[Natural-language object grounding data]
>>

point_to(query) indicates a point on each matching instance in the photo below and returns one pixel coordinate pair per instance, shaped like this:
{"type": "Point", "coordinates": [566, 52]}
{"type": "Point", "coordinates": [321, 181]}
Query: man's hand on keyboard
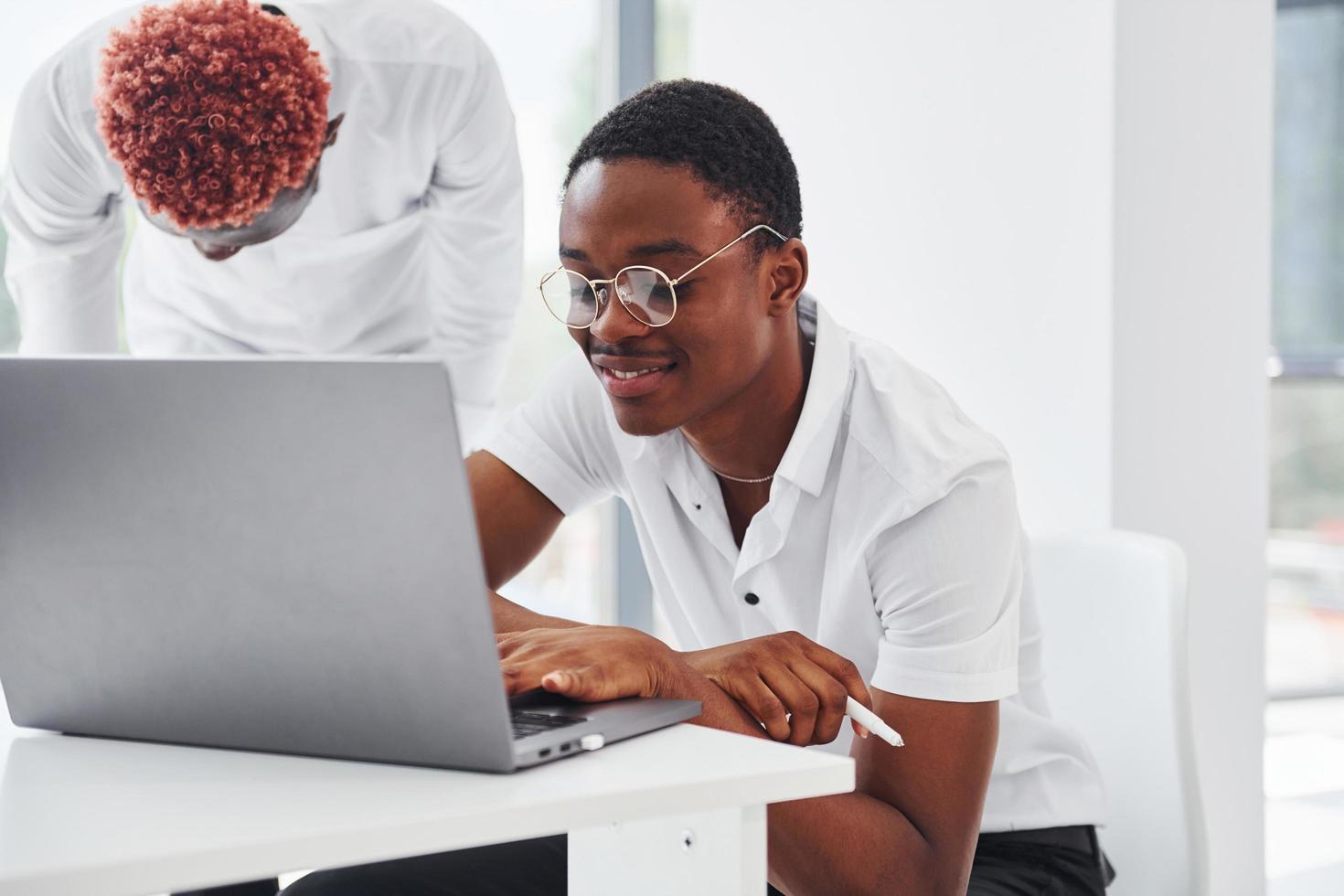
{"type": "Point", "coordinates": [591, 663]}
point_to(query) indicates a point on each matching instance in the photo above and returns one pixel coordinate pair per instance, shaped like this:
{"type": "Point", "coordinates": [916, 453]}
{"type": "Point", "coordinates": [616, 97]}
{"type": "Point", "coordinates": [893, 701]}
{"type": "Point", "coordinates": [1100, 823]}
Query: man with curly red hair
{"type": "Point", "coordinates": [215, 119]}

<<

Task statement: Images aside, return each entry above precisely as it stands.

Answer area:
point_to(query) indicates a point on each matching instance in the photo below and returns one pixel coordinate pair per instance, shaped like this:
{"type": "Point", "coordinates": [566, 52]}
{"type": "Point", "coordinates": [321, 181]}
Query: man's hand on keyboard
{"type": "Point", "coordinates": [591, 663]}
point_to(query) indicates a point on each matching instance in the photo above and returns one pixel coordinate pair per instance, shaped like this:
{"type": "Point", "coordinates": [916, 453]}
{"type": "Point", "coordinates": [616, 97]}
{"type": "Point", "coordinates": [893, 701]}
{"type": "Point", "coordinates": [1100, 823]}
Query: man with curly red hair
{"type": "Point", "coordinates": [215, 119]}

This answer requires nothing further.